GIVEN PROBLEM> Please change each "place one dot" in the lines below to "put a single point" and write out all the lines again with nothing else altered.

[Pointing and labeling entries]
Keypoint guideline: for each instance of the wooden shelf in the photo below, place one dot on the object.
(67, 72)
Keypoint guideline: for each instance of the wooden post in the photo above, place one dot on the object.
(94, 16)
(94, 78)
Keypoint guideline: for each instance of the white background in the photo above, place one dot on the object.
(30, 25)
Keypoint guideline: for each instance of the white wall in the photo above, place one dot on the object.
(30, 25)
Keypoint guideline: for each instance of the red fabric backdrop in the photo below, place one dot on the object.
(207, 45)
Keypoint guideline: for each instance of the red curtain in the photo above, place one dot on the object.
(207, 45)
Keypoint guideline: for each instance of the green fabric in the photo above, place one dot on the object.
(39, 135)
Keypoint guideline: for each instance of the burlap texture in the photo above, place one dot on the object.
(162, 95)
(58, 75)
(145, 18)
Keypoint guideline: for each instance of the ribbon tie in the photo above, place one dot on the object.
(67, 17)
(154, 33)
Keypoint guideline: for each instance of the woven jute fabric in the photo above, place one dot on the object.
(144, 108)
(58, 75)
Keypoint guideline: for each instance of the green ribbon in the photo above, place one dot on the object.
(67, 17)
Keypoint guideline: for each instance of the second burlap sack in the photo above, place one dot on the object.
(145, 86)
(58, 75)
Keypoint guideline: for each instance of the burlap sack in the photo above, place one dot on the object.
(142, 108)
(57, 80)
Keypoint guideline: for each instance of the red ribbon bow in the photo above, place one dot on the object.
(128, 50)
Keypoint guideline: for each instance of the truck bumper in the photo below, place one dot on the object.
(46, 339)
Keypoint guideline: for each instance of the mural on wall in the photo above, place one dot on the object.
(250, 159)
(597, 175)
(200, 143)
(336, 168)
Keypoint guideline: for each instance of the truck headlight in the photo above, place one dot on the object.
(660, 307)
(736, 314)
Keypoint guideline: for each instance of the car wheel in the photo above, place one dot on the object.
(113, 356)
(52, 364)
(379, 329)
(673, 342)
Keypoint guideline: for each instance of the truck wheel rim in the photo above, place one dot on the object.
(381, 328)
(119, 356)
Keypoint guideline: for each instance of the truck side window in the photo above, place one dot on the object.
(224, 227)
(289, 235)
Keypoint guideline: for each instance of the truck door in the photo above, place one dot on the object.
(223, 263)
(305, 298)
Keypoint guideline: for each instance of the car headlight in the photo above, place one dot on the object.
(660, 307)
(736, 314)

RESULT OF THE EXERCISE>
Keypoint guideline: for each instance of the wooden shelf in the photo below, put a single point on the object.
(67, 72)
Keypoint guideline: for each instance of the wooden post in the photo above, put a single point on the object.
(94, 16)
(94, 78)
Keypoint guideline: for each instance of the white background in the photo above, put a single point on the object.
(30, 25)
Keypoint guideline: for each instance of the white wall in the photo above, put a single point on the object.
(30, 25)
Keypoint guideline: for each instance of the red fabric backdrop in the photo below, put a single point on the object.
(207, 45)
Keypoint guideline: for each instance of the red curtain in the photo above, put a single point on the object.
(207, 45)
Keypoint guideline: for each instance of the green fabric in the photo above, put a single point on the object.
(39, 135)
Keypoint guideline: for each instance of the burlap texture in the photo above, put a single point on the object.
(162, 95)
(58, 75)
(145, 18)
Keypoint guideline: for each instance of the ribbon tie in the photo above, put a single point on the object.
(67, 17)
(154, 33)
Keypoint guideline: for each instance of the woven jute fabric in the photo above, put a single point on the object.
(144, 108)
(58, 75)
Keypoint guideline: for each instance of the green ribbon in the photo above, put a single point on the object.
(67, 17)
Keypoint guideline: for each instance of the second burlap sack in the photo above, put a single point on the object.
(145, 86)
(58, 75)
Keypoint guideline: for each instance of the burlap sack in the photo above, put a single point on the object.
(142, 108)
(57, 80)
Keypoint guideline: for each instance of the red ribbon bow in the photo above, put a single point on the object.
(128, 50)
Keypoint guideline: for each instance of the truck bumper in the photo below, put a single point on the object.
(46, 339)
Keypoint guideline: for each instance of the mural on wall in the photo above, put a single point on the object.
(250, 159)
(597, 175)
(200, 143)
(336, 168)
Keypoint guideline: for each instance of the truck headlight in the photo above, put a single point on the object.
(660, 307)
(736, 314)
Keypoint guideline: for each instance of the car wheel in the photo above, put a single point on the object.
(113, 356)
(52, 364)
(379, 329)
(673, 342)
Keypoint guideline: for each instance of the truck wheel rim in the photo above, put a single point on the object.
(381, 328)
(119, 356)
Keypoint guideline: for each instance of the truck side window in the photo above, put a single point on the object.
(224, 227)
(289, 235)
Keypoint guideline: for each instance of the truck door in the photo above, put a single point on the object.
(223, 263)
(305, 298)
Keypoint guideline: for each instance of the car headlight in the photo above, put a single point on the object.
(660, 307)
(736, 314)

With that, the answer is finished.